EXERCISE OBJECTIVE:
Write out again, exactly, the lines below starting at the one with "Target: shrub on grass" and ending at the one with "formatted like [10,130].".

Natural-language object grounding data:
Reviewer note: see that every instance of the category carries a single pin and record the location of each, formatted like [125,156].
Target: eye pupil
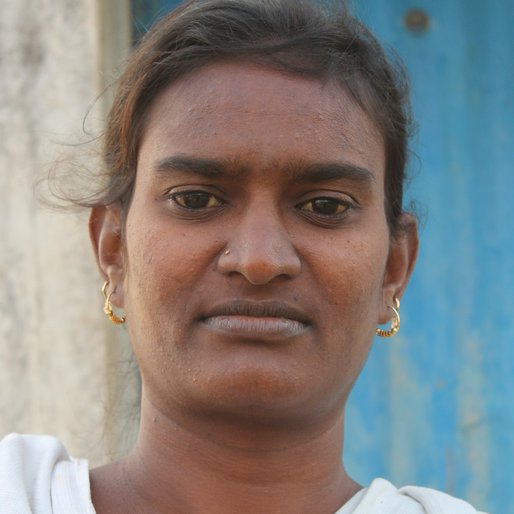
[325,206]
[196,200]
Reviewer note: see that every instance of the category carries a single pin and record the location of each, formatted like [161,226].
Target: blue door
[435,405]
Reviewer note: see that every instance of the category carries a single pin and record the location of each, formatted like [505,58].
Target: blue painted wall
[435,405]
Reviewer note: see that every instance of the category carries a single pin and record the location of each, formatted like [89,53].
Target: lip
[256,320]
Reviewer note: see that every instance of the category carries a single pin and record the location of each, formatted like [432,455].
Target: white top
[37,476]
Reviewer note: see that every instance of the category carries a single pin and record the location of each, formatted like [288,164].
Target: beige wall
[59,357]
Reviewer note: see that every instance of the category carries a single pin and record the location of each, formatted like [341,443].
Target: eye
[325,206]
[196,200]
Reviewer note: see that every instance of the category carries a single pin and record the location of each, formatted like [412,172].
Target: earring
[117,320]
[395,322]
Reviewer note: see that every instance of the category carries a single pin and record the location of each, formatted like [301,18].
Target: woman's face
[257,259]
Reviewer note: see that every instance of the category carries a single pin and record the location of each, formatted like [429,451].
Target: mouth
[256,320]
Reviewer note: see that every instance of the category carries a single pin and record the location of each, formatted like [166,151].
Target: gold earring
[117,320]
[395,322]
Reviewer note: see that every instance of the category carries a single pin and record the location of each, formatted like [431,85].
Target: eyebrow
[302,171]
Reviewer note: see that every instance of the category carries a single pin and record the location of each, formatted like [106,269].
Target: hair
[294,36]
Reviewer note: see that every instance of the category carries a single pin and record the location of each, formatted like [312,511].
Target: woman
[252,234]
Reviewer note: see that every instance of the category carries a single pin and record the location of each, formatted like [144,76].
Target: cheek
[352,277]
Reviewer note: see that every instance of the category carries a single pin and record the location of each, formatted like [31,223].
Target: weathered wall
[57,351]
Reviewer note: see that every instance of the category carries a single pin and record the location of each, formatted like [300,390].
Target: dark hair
[295,36]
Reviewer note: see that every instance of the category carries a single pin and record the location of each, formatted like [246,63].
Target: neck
[271,469]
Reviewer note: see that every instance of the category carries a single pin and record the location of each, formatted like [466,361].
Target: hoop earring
[395,322]
[117,320]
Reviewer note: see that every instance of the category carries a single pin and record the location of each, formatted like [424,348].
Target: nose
[260,249]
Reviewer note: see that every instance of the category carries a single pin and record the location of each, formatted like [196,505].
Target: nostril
[260,265]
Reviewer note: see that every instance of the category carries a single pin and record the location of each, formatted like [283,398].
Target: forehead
[233,108]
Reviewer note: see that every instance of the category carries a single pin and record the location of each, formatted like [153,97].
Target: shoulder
[381,497]
[37,475]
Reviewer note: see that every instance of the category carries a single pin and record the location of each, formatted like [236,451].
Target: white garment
[37,476]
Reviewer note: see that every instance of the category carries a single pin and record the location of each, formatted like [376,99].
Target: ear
[403,251]
[105,231]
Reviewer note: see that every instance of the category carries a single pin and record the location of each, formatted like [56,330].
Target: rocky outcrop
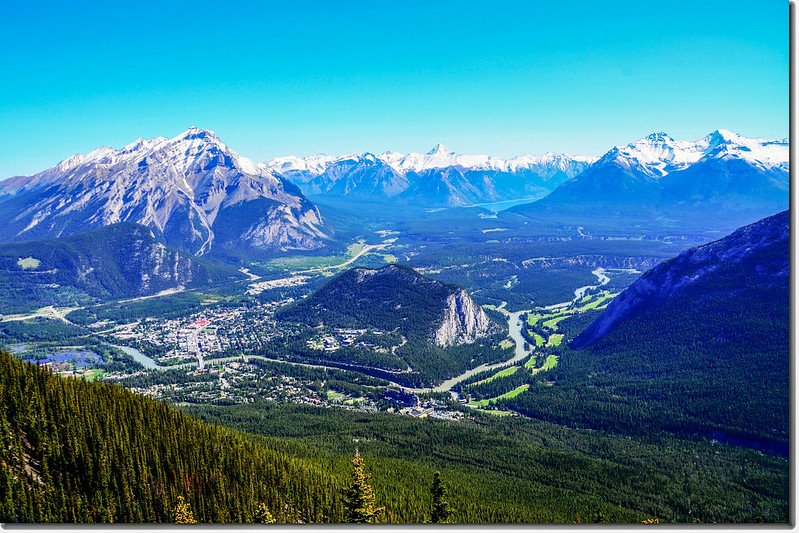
[464,321]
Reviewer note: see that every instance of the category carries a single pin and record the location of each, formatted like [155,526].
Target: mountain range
[396,297]
[658,176]
[122,260]
[199,196]
[698,345]
[439,177]
[192,190]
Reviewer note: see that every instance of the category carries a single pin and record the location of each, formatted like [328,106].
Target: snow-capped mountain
[191,189]
[658,154]
[438,177]
[720,173]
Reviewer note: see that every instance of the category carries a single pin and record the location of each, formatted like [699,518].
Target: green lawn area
[501,374]
[533,318]
[499,412]
[355,249]
[598,300]
[304,262]
[334,395]
[539,340]
[508,395]
[552,323]
[555,339]
[28,263]
[550,363]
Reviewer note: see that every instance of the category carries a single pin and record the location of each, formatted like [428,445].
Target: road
[365,250]
[515,326]
[55,313]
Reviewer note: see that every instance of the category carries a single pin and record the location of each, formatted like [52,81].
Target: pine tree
[359,499]
[441,510]
[263,516]
[183,514]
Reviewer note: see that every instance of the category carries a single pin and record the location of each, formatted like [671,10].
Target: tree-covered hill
[77,451]
[74,451]
[698,346]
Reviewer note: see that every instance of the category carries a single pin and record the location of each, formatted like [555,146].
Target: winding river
[515,325]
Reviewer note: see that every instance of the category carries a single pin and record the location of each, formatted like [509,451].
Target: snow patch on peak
[440,150]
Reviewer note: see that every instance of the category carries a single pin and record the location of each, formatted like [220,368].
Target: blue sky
[302,77]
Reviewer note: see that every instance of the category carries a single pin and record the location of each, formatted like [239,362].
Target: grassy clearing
[355,248]
[555,339]
[501,374]
[304,262]
[600,299]
[508,395]
[552,323]
[499,412]
[550,363]
[533,318]
[28,263]
[334,395]
[539,340]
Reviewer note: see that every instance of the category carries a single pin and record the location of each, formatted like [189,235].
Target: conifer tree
[359,499]
[263,516]
[441,510]
[183,514]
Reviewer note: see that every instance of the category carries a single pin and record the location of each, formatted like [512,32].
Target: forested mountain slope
[697,346]
[74,451]
[117,261]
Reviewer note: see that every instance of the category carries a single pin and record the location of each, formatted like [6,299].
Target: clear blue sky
[301,77]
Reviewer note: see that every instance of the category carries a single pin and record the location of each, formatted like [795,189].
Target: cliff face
[464,321]
[396,298]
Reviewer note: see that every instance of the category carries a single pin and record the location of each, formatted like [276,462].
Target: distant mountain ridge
[659,176]
[117,261]
[438,177]
[192,189]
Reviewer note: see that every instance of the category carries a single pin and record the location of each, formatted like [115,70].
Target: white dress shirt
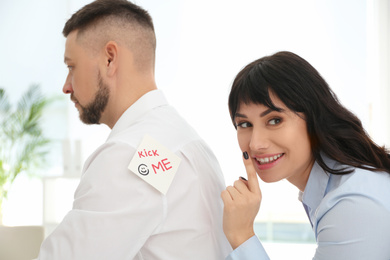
[350,215]
[117,215]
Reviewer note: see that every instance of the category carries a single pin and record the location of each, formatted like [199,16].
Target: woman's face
[277,142]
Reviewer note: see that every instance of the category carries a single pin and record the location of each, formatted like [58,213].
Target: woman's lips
[266,162]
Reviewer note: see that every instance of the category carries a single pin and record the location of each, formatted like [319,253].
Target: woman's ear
[111,57]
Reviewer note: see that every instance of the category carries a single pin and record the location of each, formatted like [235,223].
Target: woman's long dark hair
[332,128]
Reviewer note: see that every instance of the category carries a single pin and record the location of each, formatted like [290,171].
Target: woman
[291,126]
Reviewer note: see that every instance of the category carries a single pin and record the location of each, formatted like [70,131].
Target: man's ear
[111,57]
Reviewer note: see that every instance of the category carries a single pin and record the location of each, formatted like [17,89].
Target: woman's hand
[242,203]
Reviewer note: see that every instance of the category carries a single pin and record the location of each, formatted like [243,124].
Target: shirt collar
[317,184]
[147,102]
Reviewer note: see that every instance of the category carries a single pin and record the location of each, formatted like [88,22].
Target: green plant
[22,145]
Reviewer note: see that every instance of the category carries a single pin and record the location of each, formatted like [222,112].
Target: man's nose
[67,88]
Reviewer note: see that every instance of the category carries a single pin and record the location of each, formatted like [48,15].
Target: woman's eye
[244,125]
[274,121]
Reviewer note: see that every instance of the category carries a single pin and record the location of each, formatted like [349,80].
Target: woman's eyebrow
[240,115]
[262,114]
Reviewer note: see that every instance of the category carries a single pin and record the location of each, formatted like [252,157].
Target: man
[152,191]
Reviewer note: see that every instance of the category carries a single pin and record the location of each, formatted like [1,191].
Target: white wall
[201,45]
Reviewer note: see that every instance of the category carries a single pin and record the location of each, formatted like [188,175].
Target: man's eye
[274,121]
[244,125]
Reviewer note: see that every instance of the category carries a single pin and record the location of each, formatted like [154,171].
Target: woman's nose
[259,140]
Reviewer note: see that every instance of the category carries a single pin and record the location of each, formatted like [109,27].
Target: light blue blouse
[350,215]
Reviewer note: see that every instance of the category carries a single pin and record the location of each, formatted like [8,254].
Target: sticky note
[155,164]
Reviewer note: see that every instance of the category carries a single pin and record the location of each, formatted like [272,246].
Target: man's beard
[91,113]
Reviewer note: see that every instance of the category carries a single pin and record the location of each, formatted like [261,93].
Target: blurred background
[201,46]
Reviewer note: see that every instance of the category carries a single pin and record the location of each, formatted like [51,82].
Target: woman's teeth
[270,159]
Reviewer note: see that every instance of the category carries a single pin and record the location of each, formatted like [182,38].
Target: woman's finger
[253,183]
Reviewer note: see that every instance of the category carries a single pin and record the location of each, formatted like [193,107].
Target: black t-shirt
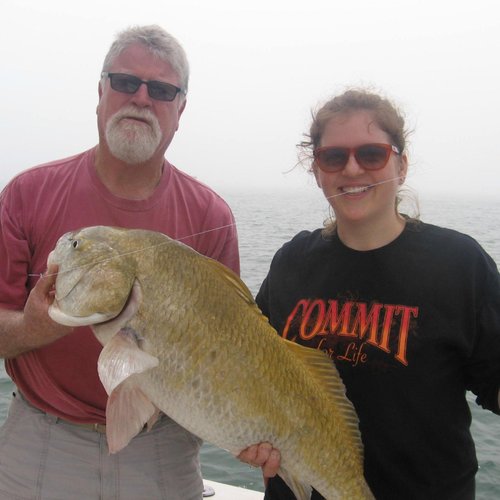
[411,327]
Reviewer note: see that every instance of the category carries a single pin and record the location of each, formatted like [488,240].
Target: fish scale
[183,334]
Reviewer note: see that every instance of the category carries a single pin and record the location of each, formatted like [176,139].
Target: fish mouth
[108,328]
[62,318]
[100,318]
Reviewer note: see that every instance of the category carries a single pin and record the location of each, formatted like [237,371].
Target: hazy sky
[258,68]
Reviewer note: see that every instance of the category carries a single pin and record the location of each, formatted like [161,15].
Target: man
[52,444]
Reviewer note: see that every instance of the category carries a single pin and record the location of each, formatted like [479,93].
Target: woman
[409,312]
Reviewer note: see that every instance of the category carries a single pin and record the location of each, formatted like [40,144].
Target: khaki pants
[45,458]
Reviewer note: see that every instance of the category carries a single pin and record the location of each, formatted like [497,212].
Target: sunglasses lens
[332,159]
[124,83]
[162,91]
[372,156]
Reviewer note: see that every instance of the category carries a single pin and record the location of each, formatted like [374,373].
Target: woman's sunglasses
[129,84]
[368,156]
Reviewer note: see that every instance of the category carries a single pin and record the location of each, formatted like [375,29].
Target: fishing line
[365,188]
[41,275]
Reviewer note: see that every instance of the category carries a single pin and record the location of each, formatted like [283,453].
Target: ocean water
[265,221]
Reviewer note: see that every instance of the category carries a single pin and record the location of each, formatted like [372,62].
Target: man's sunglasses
[368,156]
[129,84]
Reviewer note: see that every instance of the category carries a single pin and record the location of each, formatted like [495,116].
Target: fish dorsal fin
[127,411]
[326,374]
[120,358]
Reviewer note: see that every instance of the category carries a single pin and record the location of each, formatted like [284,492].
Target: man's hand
[262,455]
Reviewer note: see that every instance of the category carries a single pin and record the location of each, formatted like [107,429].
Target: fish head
[95,276]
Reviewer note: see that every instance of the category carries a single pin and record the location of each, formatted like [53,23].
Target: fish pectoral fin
[120,358]
[325,372]
[127,411]
[300,490]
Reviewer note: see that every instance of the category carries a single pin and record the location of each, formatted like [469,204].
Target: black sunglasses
[129,84]
[368,156]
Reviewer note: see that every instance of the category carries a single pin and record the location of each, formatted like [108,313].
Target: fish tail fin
[301,491]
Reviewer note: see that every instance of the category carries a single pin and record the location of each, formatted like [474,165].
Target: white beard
[133,142]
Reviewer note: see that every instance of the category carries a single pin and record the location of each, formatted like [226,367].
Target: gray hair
[158,42]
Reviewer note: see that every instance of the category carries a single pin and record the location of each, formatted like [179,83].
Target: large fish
[183,335]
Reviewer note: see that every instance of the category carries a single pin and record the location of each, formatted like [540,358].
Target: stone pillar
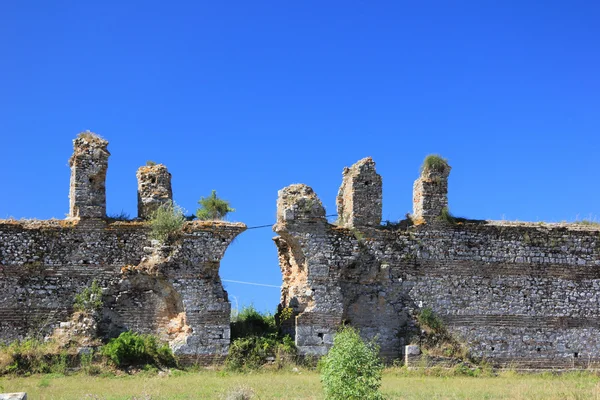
[359,199]
[89,162]
[298,202]
[430,191]
[154,189]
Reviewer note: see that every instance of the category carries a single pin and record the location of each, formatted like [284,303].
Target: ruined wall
[172,290]
[516,293]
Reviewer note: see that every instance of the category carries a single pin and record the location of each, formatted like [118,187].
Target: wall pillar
[430,190]
[154,189]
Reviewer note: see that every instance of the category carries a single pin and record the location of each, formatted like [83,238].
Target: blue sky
[249,97]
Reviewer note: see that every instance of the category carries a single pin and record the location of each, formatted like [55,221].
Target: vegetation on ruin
[89,299]
[137,349]
[213,208]
[434,163]
[352,369]
[166,221]
[256,340]
[435,340]
[89,136]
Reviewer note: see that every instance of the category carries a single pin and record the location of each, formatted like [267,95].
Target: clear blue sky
[247,97]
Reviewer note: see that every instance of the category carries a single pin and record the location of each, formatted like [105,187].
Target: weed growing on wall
[352,368]
[256,338]
[213,208]
[166,221]
[435,163]
[136,349]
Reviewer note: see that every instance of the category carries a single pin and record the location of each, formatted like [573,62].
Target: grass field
[397,384]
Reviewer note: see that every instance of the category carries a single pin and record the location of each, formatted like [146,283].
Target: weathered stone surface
[154,189]
[89,162]
[360,195]
[517,293]
[13,396]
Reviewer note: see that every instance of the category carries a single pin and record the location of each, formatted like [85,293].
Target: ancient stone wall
[172,290]
[517,293]
[154,189]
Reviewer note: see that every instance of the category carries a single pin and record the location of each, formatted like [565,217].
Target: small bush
[90,299]
[429,321]
[166,221]
[240,393]
[256,338]
[135,349]
[254,351]
[30,356]
[434,162]
[352,368]
[213,208]
[122,216]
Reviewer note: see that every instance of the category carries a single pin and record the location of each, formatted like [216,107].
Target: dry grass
[397,384]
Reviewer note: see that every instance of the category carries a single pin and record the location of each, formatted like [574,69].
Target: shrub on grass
[135,349]
[256,339]
[166,221]
[434,163]
[249,322]
[352,368]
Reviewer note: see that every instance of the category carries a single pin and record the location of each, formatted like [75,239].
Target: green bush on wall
[135,349]
[352,368]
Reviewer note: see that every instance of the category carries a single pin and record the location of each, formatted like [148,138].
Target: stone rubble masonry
[360,195]
[154,189]
[430,194]
[173,291]
[89,162]
[525,294]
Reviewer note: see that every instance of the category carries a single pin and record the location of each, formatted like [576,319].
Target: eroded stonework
[516,293]
[154,189]
[172,290]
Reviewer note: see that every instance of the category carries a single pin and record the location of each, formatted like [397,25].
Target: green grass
[434,162]
[398,383]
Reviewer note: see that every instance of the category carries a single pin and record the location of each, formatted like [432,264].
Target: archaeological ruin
[172,290]
[521,294]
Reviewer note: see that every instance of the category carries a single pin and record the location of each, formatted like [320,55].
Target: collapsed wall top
[89,162]
[359,200]
[430,190]
[154,189]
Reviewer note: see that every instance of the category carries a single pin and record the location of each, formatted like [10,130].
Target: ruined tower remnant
[359,198]
[430,191]
[89,162]
[154,189]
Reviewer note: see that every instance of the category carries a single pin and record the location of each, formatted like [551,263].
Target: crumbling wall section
[154,189]
[360,195]
[173,291]
[522,294]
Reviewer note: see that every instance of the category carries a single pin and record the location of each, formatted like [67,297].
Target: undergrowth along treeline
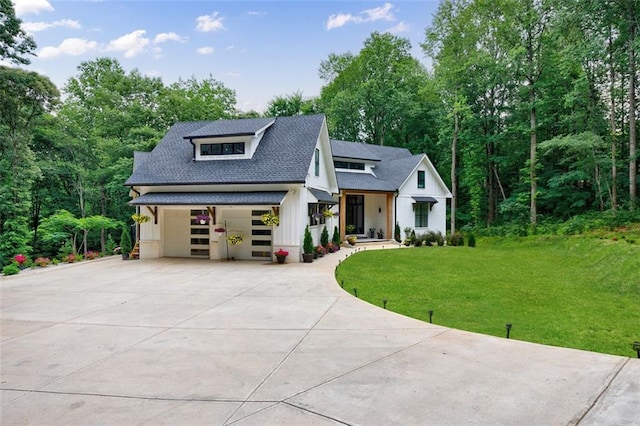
[579,291]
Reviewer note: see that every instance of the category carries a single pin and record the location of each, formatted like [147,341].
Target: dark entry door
[355,213]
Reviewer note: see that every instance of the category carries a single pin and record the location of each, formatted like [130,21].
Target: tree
[369,95]
[25,97]
[14,42]
[290,105]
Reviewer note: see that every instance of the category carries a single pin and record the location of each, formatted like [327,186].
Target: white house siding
[433,188]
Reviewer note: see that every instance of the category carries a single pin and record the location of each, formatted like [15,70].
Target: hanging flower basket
[235,239]
[202,219]
[270,219]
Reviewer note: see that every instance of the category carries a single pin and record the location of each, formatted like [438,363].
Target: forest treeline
[527,109]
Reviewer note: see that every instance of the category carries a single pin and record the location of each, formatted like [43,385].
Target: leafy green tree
[368,95]
[14,42]
[193,100]
[290,105]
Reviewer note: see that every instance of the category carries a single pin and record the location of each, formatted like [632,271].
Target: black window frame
[421,214]
[421,179]
[221,149]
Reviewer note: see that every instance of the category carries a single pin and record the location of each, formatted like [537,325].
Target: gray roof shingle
[391,170]
[283,155]
[269,198]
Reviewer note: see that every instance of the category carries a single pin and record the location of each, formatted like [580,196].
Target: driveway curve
[175,341]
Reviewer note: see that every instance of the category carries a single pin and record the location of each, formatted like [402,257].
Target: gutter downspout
[395,213]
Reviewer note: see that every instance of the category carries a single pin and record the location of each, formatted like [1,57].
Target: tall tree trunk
[532,156]
[454,177]
[612,115]
[633,161]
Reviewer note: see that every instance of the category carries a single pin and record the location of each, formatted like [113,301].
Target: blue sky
[260,49]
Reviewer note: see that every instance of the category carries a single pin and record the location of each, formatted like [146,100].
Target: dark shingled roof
[391,170]
[247,126]
[283,155]
[269,198]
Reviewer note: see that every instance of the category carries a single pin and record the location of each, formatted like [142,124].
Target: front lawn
[577,292]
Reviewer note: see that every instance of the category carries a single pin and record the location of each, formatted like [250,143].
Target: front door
[355,213]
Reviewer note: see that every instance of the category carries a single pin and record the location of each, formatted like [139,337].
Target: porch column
[390,225]
[343,214]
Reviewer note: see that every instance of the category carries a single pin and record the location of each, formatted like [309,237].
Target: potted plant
[324,237]
[281,255]
[335,239]
[307,246]
[125,243]
[270,219]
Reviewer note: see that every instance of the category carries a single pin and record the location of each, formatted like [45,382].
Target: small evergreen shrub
[307,244]
[456,239]
[324,237]
[471,241]
[11,269]
[335,239]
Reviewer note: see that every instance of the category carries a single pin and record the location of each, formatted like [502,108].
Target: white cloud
[384,12]
[164,37]
[209,23]
[131,44]
[69,47]
[34,27]
[25,7]
[207,50]
[400,27]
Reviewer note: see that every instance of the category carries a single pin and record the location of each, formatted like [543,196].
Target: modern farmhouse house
[209,184]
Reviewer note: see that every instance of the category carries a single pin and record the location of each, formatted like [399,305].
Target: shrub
[471,241]
[11,269]
[110,245]
[456,239]
[42,261]
[125,240]
[71,258]
[307,244]
[90,255]
[336,237]
[324,237]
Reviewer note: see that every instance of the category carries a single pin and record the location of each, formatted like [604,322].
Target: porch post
[390,225]
[343,214]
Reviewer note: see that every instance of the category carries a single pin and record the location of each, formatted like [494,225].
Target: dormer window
[228,148]
[349,165]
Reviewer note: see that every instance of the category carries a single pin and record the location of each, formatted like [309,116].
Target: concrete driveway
[177,341]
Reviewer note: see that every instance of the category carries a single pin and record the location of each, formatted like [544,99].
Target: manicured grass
[577,292]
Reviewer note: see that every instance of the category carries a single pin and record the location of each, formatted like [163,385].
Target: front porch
[368,215]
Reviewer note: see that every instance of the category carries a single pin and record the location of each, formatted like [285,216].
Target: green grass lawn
[577,292]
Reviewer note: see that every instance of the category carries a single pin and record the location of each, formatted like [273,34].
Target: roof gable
[283,155]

TASK RESPONSE:
Target: shrub on grass
[135,349]
[256,339]
[166,221]
[434,163]
[249,322]
[352,368]
Reviewer note: see that every instance of the category carries a single pin and record the location of each, formatted like [75,239].
Target: green bush on wall
[135,349]
[352,368]
Reviewer note: see that every instance of the category carries a single pin and record the location of each, formatted like [148,138].
Target: stone rubble masonry
[360,195]
[154,189]
[430,194]
[173,291]
[89,162]
[525,294]
Reviewer note: see that every instance of the category carries a single pin and record the location of each, formatted like [576,319].
Target: eroded stonework
[516,293]
[154,189]
[172,290]
Reviewer note: see that every instance of the category carries a single pin and record the location of each, formatted like [397,25].
Target: green grass
[434,162]
[398,383]
Reviewer note: see that every instance of the category carries a single pin and record the location of each, formatted like [432,264].
Target: archaeological ruin
[172,290]
[521,294]
Reviewer note: see that every instance of the category carries a single pin and record the location of each, formatted like [320,55].
Target: collapsed wall top
[89,162]
[359,200]
[430,190]
[154,189]
Reviewer note: see that every instance of the category carries a single pin and record the location of each, formatted like [10,130].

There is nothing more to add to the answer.